= Collected data entries =

+++++

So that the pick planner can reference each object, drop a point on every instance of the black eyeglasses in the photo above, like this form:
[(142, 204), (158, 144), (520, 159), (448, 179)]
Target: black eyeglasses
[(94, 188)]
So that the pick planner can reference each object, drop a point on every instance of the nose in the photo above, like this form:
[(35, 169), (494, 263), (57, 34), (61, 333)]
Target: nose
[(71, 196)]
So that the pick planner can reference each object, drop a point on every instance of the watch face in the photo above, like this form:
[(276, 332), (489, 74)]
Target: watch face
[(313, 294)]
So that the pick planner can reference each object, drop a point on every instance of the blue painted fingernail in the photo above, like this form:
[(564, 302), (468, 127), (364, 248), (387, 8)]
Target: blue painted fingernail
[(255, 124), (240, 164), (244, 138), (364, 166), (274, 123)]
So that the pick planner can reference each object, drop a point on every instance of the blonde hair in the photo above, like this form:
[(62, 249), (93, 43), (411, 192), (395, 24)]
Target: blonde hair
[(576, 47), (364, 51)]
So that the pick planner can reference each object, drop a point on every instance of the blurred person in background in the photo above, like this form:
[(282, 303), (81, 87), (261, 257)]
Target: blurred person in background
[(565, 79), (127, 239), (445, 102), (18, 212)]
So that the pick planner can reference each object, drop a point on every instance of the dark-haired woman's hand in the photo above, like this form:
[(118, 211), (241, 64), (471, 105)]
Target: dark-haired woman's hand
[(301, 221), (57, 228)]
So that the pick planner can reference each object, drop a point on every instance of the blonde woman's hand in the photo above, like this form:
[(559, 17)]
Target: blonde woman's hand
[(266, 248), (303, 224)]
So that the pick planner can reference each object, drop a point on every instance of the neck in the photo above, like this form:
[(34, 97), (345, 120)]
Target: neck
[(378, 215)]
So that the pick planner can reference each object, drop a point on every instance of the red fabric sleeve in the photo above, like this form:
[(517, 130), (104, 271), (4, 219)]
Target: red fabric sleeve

+++++

= Aim of the exercise =
Reproduce all of the material above line for line, with no changes.

= Written reply =
So that the pick planner can reference each object, drop a point on every instance of the black eyeglasses in the photo above, like this form:
[(142, 204), (158, 144), (520, 159), (448, 179)]
Target: black eyeglasses
[(94, 188)]
So that the pick planner can reference each object, drop a point on every instance of the nose in the photo above, like this form:
[(35, 169), (494, 263), (57, 34), (61, 333)]
Target: nose
[(71, 196)]
So that the pick planner can reference each object, drop a point on every instance of the watch face in the photo above, like this form:
[(276, 332), (489, 74)]
Target: watch face
[(313, 294)]
So that the pick planner can reference each object, drop a point on every instance of the blue painted fingernail in the photo above, like this form:
[(564, 302), (468, 127), (364, 248), (387, 8)]
Target: blue painted fingernail
[(255, 124), (240, 164), (244, 138), (364, 166), (274, 123)]
So that the pick planner can reference each object, drop a point on every instance of the blonde hair in the photo above, like this form:
[(62, 249), (93, 43), (411, 192), (395, 24)]
Target: blonde hair
[(576, 47), (364, 51)]
So that the pick planner can reference each object, drop a point on every instance of the blurred person in background in the photo above, like this form:
[(282, 303), (81, 87), (261, 257)]
Target: blurred person in background
[(565, 79), (127, 239), (445, 102), (18, 212)]
So that the pick planner can reference each object, drop a point on every instance of the dark-haired woman's hand in the photo above, like this form:
[(118, 211), (241, 64), (471, 105)]
Target: dark-haired woman's hand
[(301, 221), (57, 228)]
So that the pick planner can reference each object, drop a point on every instance of the blonde woman's hand in the photo above, like this form:
[(559, 17)]
Target: blonde woman's hand
[(266, 248), (303, 224)]
So that the pick planner can reference each object, drop a point on every instance of the neck in the photo above, like this form:
[(34, 97), (345, 120)]
Target: neck
[(378, 215)]
So that the pick planner can reference each object, drop a point on every instance of the red fabric sleeve in the photo above, like this form:
[(517, 130), (104, 271), (4, 219)]
Target: red fabric sleeve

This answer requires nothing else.